> **SELECTED EXCERPT**
*** Block opens ***

By Stan Schwartz
VANDALIA—There is something about the pealing laughter of children that can raise most people’s spirits. The Vandalia Public Library had plenty of that on Monday, July 19, when the Bubble Professor was in the house—or in this case—out in the field next to the library.
Rick Eugene Brammer—the Bubble Professor—came to play, creating a magical world of bubbles, which sent children racing around the open field doing their best to burst those bubbles.
Brammer does magic shows and balloon shows, as well. He started Absolute Science five years ago hoping to create an exciting and interactive way to engage people with science. He came to Vandalia as part of the library’s summer programs.
Just a few ground rules before the bubbles started to fly. Brammer wanted the children to be aware of their surroundings. When chasing bubbles, he didn’t want them to run into anything or anyone. And, if a bubble made it out of the field and crossed the road, they were to stop chasing it.
“We want to be safe when doing this,” Brammer told the children and the parents who came to participate in this soapy fun.
And then, it was bubbles as far as the eye could see. Small ones, large ones, bubbles that changed shape as they floated away on the breeze. The children dashed to and fro, popping the bubbles as fast as they could—their laughter bouncing off the buildings around them.
Brammer brought with him a new device that produces foam. He was hoping the children would be able to come up with a name for this device, which he used to give them foam mohawks.

*** Block closes ***

> **Collected data entries**
*** Block opens ***

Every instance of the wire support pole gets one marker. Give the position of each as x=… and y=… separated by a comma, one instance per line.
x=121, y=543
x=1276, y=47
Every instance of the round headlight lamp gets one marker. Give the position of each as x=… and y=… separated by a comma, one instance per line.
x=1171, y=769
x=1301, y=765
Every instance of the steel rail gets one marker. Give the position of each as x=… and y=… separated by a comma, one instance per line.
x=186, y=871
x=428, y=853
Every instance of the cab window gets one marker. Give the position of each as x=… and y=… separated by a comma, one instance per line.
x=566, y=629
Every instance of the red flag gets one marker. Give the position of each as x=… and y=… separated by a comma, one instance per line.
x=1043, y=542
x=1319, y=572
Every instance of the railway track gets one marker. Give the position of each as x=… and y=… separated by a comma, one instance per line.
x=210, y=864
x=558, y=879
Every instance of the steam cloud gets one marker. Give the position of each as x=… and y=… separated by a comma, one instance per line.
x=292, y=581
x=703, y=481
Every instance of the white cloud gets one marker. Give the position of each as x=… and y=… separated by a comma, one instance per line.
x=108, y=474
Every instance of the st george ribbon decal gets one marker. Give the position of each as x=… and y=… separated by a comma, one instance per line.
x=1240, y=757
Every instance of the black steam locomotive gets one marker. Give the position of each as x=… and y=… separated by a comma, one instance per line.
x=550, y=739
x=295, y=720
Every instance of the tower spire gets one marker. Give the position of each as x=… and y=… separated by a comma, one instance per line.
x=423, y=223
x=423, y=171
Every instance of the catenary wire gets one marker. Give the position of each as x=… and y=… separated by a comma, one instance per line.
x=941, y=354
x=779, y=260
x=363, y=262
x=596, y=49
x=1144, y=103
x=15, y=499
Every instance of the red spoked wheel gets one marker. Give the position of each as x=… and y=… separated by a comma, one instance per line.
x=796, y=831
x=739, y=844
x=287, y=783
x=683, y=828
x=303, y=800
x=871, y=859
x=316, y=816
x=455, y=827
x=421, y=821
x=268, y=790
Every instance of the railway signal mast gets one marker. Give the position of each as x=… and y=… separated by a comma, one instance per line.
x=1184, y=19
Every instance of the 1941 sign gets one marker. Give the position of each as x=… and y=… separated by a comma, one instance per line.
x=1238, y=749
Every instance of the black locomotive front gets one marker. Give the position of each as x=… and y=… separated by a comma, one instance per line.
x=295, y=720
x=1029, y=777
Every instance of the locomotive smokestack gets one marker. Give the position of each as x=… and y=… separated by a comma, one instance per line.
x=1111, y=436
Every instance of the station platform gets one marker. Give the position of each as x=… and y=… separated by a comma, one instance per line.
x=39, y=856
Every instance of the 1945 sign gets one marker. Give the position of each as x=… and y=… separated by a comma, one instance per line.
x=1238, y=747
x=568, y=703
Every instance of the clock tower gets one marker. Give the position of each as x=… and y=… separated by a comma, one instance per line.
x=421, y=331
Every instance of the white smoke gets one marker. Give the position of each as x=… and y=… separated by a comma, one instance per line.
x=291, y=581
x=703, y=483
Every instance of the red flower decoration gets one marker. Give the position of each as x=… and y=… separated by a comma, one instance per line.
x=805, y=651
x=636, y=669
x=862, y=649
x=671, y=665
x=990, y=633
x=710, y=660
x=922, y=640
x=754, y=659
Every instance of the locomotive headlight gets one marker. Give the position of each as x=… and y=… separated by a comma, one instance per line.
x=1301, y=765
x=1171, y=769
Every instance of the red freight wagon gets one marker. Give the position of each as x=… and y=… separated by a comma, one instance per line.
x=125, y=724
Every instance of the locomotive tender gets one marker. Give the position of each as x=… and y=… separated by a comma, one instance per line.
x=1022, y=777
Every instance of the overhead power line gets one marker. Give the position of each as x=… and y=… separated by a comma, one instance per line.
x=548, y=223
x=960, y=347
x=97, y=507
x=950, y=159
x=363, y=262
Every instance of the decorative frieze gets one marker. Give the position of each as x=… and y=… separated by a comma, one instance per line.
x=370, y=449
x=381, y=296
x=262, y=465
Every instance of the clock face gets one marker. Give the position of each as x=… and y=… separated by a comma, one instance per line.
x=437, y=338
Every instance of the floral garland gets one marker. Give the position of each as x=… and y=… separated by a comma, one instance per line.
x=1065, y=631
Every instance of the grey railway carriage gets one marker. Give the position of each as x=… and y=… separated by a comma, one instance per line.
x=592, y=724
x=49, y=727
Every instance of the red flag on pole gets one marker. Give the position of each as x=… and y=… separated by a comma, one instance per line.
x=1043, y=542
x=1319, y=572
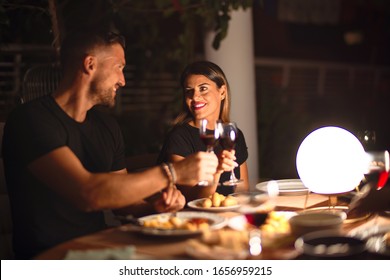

*** Block closes ***

Answer these questions from the article about the Bubble Professor's visit to the Vandalia Public Library:
(a) On what day and date did the visit take place?
(b) How many years ago did Brammer start Absolute Science?
(c) What did Brammer give the children using his new foam device?

(a) Monday, July 19
(b) Five years ago
(c) Foam mohawks